→ **WHAT THE TASK REQUIRES**: Copy out each of the items below word for word, leaving out the pictures.

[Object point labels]
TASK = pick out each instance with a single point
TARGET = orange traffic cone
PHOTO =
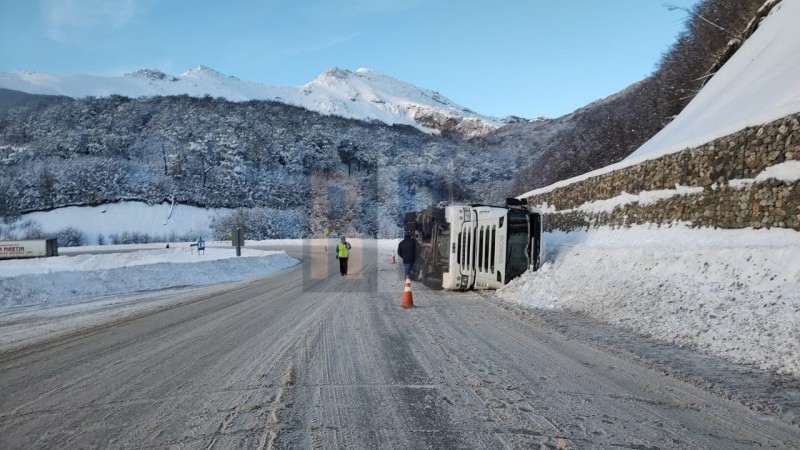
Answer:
(408, 298)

→ **COMPLETED EXERCISE**:
TASK = pick out each instance with a single point
TARGET = orange traffic cone
PHOTO =
Answer:
(408, 298)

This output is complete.